• DIRECTIONS: In the entries below, count the lines that contain the word "neck" and give only that number.

(Collection entries)
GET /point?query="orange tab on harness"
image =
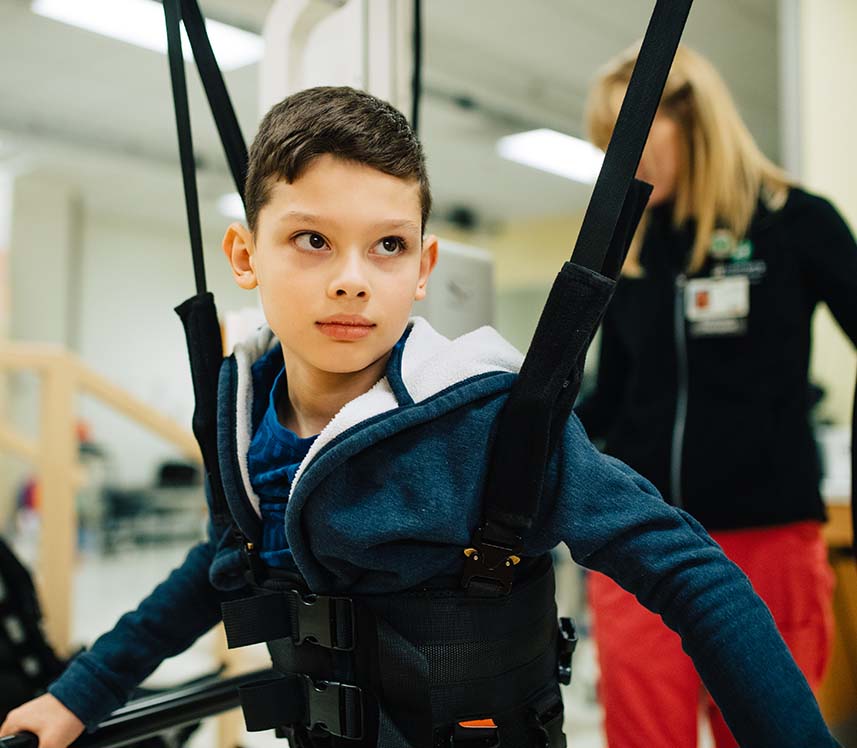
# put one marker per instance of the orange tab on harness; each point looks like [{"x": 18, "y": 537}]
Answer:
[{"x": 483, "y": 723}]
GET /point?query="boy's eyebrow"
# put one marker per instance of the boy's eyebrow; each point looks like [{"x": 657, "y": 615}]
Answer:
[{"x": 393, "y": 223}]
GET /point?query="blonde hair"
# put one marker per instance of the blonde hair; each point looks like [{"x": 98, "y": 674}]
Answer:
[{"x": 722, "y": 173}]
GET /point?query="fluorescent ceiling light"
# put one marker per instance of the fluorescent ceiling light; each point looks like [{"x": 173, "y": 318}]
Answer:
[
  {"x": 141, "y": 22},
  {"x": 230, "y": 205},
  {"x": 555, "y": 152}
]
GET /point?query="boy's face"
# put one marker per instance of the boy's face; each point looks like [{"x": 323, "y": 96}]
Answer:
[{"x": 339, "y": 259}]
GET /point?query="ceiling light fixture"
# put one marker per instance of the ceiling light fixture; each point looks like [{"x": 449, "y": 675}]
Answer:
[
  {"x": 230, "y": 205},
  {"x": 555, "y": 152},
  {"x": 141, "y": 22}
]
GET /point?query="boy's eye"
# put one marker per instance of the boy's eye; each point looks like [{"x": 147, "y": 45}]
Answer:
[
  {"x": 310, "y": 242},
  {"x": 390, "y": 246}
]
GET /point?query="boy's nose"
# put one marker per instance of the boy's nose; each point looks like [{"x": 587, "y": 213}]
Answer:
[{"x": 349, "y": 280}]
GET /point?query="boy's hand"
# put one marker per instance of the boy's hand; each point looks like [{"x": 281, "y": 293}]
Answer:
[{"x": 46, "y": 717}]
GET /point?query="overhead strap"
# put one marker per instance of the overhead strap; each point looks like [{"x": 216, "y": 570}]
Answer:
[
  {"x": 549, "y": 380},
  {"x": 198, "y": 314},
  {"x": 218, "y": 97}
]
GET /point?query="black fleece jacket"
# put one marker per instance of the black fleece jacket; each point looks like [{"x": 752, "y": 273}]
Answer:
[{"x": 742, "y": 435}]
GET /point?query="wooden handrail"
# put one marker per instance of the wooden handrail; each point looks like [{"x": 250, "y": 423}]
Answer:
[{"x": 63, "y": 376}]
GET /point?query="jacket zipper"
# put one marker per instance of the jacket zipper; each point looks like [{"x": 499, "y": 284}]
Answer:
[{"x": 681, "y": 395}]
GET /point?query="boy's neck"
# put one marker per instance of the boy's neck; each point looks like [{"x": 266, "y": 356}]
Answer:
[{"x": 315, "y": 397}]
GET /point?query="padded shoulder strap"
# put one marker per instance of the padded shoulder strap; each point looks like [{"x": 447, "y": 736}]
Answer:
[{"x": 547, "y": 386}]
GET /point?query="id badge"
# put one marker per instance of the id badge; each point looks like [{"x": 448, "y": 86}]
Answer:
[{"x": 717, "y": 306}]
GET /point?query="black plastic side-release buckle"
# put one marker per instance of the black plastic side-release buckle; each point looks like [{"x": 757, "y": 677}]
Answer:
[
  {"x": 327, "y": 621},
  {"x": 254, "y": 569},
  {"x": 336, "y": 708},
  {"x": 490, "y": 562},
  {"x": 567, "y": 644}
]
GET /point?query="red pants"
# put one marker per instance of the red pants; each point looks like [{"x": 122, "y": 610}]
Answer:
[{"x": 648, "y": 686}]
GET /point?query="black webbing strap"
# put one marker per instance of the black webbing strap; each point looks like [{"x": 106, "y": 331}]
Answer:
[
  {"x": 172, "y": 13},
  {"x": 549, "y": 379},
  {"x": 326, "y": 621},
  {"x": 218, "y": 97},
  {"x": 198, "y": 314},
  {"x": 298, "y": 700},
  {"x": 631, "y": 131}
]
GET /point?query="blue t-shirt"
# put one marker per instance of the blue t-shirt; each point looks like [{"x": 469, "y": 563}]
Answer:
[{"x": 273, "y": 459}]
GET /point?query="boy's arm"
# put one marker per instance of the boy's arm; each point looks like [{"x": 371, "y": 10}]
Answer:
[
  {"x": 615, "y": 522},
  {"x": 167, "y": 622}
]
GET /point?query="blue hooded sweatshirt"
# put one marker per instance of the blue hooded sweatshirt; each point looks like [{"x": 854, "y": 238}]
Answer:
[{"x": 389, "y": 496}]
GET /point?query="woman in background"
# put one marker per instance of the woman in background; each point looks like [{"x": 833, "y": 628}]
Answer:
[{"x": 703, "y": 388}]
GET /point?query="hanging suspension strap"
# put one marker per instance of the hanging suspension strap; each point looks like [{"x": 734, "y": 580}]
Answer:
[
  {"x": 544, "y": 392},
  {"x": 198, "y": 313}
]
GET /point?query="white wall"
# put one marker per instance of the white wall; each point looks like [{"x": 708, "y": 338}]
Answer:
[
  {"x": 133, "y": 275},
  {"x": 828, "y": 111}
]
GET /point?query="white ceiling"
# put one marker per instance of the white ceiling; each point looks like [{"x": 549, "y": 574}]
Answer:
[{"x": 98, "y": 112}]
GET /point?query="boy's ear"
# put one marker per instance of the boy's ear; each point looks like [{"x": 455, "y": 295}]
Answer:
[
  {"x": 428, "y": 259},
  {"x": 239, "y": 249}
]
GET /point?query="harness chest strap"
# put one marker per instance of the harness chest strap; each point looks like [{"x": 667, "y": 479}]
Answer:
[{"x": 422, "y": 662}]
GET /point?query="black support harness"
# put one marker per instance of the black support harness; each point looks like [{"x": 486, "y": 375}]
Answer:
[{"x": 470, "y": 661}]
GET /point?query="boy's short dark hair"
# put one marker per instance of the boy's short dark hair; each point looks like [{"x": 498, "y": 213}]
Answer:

• FINISHED EXERCISE: 2